* Region pointing data *
--- START ---

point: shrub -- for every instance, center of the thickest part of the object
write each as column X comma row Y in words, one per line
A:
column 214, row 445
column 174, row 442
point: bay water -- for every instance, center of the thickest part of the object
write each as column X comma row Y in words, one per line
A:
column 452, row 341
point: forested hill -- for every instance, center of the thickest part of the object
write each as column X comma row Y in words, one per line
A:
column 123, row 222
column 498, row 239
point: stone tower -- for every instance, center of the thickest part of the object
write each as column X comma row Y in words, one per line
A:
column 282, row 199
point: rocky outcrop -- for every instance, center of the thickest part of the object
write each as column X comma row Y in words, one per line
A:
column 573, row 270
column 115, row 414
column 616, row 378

--- END ---

* What you need to do *
Send back each record exactly, and include them all.

* Written reply *
point: shrub -- for every instance, center of the thickest part of the object
write each as column X comma row Y in words, one per line
A:
column 214, row 445
column 174, row 442
point: bay water -- for every instance, center of the thickest part of the object
write each as column X comma row Y in words, one per line
A:
column 452, row 341
point: forested hill -- for every instance, center of the thickest part of the object
write each as column X comma row Y in words, one per line
A:
column 123, row 222
column 498, row 239
point: stone tower -- for every instance, center of the thickest part of the object
write each as column X comma row Y in words, one per line
A:
column 282, row 199
point: rocky outcrop -- for every instance, center of the thickest part of the object
write each as column X comma row Y in words, one per line
A:
column 573, row 270
column 115, row 414
column 616, row 378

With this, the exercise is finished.